Assignment — Print the listing below again, exactly. Skip the pictures.

Records for processing —
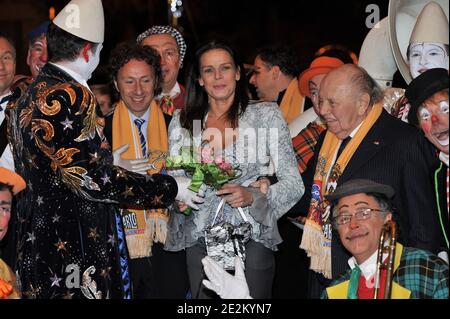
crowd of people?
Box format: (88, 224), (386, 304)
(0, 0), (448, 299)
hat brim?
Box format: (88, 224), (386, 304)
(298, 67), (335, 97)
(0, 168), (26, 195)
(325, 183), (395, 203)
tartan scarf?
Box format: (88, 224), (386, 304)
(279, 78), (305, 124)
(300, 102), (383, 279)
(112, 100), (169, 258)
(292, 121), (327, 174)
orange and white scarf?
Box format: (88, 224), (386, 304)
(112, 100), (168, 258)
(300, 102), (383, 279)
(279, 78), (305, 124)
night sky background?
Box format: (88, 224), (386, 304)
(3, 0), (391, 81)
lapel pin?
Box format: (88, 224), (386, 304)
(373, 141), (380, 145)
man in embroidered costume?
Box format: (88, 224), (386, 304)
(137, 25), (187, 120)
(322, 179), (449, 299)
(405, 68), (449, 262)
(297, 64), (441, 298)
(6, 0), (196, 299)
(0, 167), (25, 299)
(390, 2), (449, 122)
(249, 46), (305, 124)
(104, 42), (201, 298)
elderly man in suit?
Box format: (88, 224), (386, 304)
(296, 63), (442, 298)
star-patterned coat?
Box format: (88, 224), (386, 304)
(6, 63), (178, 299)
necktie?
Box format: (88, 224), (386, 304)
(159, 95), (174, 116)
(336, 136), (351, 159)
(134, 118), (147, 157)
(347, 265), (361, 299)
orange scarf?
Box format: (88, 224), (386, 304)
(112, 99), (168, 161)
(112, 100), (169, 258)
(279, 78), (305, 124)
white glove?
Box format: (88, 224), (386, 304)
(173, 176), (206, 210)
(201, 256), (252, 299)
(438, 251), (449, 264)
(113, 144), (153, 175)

Written response —
crowd of people?
Box format: (88, 224), (386, 304)
(0, 0), (448, 299)
hat brim?
Box format: (88, 224), (386, 304)
(298, 67), (335, 97)
(0, 168), (26, 195)
(325, 183), (395, 203)
tartan scarf?
Box format: (88, 224), (386, 304)
(279, 78), (305, 124)
(300, 102), (383, 279)
(112, 100), (169, 258)
(292, 121), (327, 174)
orange and white scarf?
Box format: (88, 224), (386, 304)
(112, 100), (168, 258)
(300, 102), (383, 279)
(279, 78), (305, 124)
night sky background?
Box format: (88, 224), (386, 304)
(3, 0), (391, 81)
lapel pin?
Box format: (88, 224), (386, 304)
(373, 141), (380, 145)
man in embroidered costume?
Box format: (88, 224), (386, 304)
(137, 25), (187, 120)
(322, 179), (449, 299)
(405, 68), (449, 262)
(297, 64), (441, 298)
(6, 0), (196, 299)
(0, 167), (25, 299)
(390, 2), (449, 122)
(249, 46), (305, 124)
(104, 42), (201, 298)
elderly man in suit?
Box format: (88, 224), (386, 304)
(296, 63), (442, 298)
star-patterned coat?
Box format: (88, 224), (386, 304)
(6, 63), (178, 299)
necktie?
Box format: (88, 224), (386, 304)
(159, 95), (174, 116)
(336, 136), (351, 159)
(134, 118), (147, 157)
(347, 265), (361, 299)
orange scarf?
Box format: (88, 224), (386, 304)
(112, 99), (168, 161)
(112, 100), (169, 258)
(279, 78), (305, 124)
white glove?
Box format: (88, 224), (386, 304)
(173, 176), (206, 210)
(201, 256), (252, 299)
(438, 251), (449, 264)
(113, 144), (153, 175)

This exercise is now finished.